— Texte fourni —
^^^^
« Rebondir et se réinventer après un choc industriel »

Président de la Communauté d’Agglomération Béthune-Bruay Artois Lys Romane, Maire de Béthune, Olivier Gacquerre mise sur l’industrie pour donner un nouvel élan à son territoire. Et quand on évoque la crise sanitaire et économique qui touche notre pays, Olivier Gacquerre croit fermement, à l’esprit d’initiative, au sens du collectif, aux enjeux du numérique dans l’industrie et à l’accompagnement de la transformation de cette industrie, qui passe nécessairement par la capacité des territoires à se réinventer. Rencontre avec un fervent défenseur des territoires et leur dynamisme.

Mission Ecoter-France et Territoires Numériques : Monsieur le Président, en septembre 2020, vous avez dû faire face à l’annonce de la fermeture du site de Bridgestone à Béthune qui employait près de 900 salariés. Quel signal cet évènement envoie-t-il à vos yeux pour le devenir de l’industrie dans les territoires ?
^^^^
— Données fournies —
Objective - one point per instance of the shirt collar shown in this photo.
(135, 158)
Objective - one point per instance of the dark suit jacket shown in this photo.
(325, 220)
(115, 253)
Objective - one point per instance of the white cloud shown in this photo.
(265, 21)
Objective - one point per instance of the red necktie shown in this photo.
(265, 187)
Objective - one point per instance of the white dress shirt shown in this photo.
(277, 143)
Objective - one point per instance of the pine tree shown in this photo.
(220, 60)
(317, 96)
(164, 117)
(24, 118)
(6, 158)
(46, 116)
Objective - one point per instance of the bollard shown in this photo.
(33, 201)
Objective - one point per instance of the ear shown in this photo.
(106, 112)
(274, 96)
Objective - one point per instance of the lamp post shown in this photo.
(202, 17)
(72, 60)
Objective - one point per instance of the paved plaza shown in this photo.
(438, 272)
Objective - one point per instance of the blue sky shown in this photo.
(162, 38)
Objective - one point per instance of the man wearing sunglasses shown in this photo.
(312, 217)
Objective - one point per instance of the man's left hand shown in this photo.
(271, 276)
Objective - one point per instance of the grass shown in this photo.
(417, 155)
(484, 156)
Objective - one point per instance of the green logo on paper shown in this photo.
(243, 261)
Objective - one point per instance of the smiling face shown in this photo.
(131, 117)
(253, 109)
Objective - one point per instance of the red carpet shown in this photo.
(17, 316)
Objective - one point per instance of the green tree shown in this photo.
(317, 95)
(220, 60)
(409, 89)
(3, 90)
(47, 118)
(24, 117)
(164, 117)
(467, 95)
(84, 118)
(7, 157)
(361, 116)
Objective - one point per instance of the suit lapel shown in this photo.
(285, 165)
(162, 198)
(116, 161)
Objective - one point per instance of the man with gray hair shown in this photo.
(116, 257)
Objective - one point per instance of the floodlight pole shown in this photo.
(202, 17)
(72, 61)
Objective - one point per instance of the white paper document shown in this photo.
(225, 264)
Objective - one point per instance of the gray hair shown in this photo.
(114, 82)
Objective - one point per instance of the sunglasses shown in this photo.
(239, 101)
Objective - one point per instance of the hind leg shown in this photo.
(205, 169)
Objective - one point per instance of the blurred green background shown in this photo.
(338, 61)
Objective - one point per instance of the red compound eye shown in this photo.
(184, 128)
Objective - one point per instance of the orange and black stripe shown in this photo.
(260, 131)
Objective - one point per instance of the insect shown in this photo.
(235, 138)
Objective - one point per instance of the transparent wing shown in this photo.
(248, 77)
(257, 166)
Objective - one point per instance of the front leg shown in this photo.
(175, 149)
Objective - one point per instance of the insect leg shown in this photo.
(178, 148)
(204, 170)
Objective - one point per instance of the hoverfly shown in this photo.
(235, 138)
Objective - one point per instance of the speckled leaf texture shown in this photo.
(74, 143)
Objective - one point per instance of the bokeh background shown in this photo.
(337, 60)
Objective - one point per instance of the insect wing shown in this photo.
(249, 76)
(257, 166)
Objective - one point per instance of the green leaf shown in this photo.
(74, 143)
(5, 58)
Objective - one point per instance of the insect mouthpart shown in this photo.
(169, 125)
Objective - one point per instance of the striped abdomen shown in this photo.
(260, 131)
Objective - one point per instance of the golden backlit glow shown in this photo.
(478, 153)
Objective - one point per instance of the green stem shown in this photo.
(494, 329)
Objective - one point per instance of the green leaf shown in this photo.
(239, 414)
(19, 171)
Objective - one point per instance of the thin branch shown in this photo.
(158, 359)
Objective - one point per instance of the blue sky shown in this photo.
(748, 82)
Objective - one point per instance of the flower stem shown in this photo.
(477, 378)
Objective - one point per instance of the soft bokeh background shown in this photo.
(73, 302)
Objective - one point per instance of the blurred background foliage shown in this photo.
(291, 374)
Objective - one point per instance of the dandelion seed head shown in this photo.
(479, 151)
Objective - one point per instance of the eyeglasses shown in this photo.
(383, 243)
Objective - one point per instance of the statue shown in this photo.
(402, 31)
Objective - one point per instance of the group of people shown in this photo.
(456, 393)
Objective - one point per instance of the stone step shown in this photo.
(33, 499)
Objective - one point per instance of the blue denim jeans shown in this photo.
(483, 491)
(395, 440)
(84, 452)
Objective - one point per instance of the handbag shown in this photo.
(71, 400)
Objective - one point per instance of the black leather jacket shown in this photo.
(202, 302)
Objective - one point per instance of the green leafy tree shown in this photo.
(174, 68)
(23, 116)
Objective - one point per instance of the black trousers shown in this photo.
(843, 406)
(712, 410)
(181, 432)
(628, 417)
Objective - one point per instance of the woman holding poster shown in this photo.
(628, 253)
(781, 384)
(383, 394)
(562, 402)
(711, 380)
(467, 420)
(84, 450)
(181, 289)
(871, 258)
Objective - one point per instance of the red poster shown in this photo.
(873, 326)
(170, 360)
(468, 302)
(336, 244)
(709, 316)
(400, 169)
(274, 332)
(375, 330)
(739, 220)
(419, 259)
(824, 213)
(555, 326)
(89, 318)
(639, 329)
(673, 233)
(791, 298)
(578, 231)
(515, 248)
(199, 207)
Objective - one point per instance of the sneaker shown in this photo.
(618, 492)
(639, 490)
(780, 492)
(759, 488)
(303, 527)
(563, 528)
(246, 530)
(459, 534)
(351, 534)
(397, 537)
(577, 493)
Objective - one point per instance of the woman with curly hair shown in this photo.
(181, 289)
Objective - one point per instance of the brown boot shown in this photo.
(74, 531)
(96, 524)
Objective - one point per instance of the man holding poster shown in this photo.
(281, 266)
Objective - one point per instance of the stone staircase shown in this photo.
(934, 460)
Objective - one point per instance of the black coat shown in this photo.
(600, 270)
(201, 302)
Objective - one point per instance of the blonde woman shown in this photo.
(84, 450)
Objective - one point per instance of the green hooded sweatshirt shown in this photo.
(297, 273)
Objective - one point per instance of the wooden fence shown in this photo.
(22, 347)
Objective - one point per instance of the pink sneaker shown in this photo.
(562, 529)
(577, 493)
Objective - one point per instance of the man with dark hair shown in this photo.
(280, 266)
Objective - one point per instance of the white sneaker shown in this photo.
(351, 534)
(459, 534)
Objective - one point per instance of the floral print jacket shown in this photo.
^^^^
— Travail demandé —
1. Dans le texte fourni, énumérez tout ce à quoi Olivier Gacquerre croit fermement face à la crise sanitaire et économique.
2. D'après le texte fourni, combien de salariés employait le site de Bridgestone à Béthune ?
3. Recopiez, dans le texte fourni, la partie qui commence par les mots contenant « Président de la » et se termine par « les territoires ? ».

— Réponses par consigne —
1.
- l'esprit d'initiative
- le sens du collectif
- les enjeux du numérique dans l'industrie
- l'accompagnement de la transformation de l'industrie

2. Près de 900 salariés.

3.
Président de la Communauté d’Agglomération Béthune-Bruay Artois Lys Romane, Maire de Béthune, Olivier Gacquerre mise sur l’industrie pour donner un nouvel élan à son territoire. Et quand on évoque la crise sanitaire et économique qui touche notre pays, Olivier Gacquerre croit fermement, à l’esprit d’initiative, au sens du collectif, aux enjeux du numérique dans l’industrie et à l’accompagnement de la transformation de cette industrie, qui passe nécessairement par la capacité des territoires à se réinventer. Rencontre avec un fervent défenseur des territoires et leur dynamisme.

Mission Ecoter-France et Territoires Numériques : Monsieur le Président, en septembre 2020, vous avez dû faire face à l’annonce de la fermeture du site de Bridgestone à Béthune qui employait près de 900 salariés. Quel signal cet évènement envoie-t-il à vos yeux pour le devenir de l’industrie dans les territoires ?